Directive: Pick up the summary on training long-context language models after its last sentence and continue it.

Selected extract:
□ □ □ □ □

This paper systematically studies how to effectively train long-context language models through continual pre-training and SFT. It proposes a series of key designs, including data mixing ratios, training length scaling, and evaluation protocols. The resulting ProLong-8B achieves the same-scale SOTA on 128K length using only 5% of Llama-3.1's long-context training data.

Background & Motivation¶

Urgent application needs: Long-context LMs have unlocked new applications such as book summarization, many-shot ICL, and long-document RAG. However, adapting pre-trained models to 128K+ contexts poses dual challenges in both infrastructure and data.
Training-free extrapolation is unreliable: Training-free methods (e.g., YaRN, Dynamic NTK) that modify the RoPE frequency base fail to reliably pass simple Needle-in-a-Haystack (NIAH) tasks, still requiring further training on billions of long-document tokens.

□ □ □ □ □

Data section:

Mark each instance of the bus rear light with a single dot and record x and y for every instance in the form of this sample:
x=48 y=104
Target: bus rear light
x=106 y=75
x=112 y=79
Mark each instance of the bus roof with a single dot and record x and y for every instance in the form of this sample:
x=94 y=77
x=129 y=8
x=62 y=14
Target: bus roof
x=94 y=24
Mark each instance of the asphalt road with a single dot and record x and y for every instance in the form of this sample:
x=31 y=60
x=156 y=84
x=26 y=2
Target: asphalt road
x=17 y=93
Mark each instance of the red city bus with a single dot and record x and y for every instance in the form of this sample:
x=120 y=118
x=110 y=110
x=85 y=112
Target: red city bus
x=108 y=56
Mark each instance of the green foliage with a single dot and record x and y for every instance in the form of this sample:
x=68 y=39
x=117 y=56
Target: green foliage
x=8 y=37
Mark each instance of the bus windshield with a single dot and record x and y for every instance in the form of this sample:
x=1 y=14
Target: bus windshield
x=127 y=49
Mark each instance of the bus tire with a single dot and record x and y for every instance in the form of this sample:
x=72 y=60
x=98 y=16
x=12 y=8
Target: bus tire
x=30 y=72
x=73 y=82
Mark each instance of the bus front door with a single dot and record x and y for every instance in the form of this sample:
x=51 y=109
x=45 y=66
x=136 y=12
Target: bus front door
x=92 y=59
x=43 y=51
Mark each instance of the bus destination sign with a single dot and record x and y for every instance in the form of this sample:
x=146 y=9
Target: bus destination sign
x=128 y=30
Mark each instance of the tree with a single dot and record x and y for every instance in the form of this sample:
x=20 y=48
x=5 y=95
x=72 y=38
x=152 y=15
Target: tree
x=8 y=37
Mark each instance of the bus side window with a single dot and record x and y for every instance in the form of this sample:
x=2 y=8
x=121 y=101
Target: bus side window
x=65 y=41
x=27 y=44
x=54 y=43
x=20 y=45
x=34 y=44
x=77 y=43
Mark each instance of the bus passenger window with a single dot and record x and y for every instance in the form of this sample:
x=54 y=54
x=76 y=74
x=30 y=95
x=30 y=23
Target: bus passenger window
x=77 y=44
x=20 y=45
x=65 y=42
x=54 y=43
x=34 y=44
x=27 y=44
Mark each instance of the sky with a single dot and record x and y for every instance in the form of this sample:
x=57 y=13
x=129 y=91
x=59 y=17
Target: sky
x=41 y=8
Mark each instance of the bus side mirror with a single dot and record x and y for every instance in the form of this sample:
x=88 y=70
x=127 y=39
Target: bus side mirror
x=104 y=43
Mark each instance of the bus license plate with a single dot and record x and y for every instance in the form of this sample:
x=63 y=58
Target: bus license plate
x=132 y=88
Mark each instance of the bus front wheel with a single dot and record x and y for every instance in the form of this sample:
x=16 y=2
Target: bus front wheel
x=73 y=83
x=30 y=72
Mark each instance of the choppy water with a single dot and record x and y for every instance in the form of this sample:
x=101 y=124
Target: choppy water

□ □ □ □ □

Written reply:
Opaque design decisions: Frontier open-source models (e.g., Llama-3.1) adopt the "long-context continual pre-training \(\rightarrow\) SFT" paradigm, but key decisions such as data mixing ratios, sequence length selection, and SFT data types are not fully transparent to the community.
Flawed evaluation methods: Existing evaluation approaches (perplexity, NIAH) are unreliable. NIAH is already saturated for strong models (both Llama-3.1-8B and 70B score 100), while perplexity correlates poorly with downstream performance (training with 100% long data continuously improves PPL but severely impairs downstream execution).

Method¶

Overall Architecture¶

A three-stage approach is adopted: (1) Establish a reliable evaluation protocol based on HELMET to guide model development; (2) Conduct two-stage long-context continual pre-training (64K \(\rightarrow\) 512K) starting from Llama-3-8B-Instruct; (3) Perform SFT on the short instruction dataset UltraChat. This yields ProLong-8B, which supports a 512K token context window with only 40B total training tokens.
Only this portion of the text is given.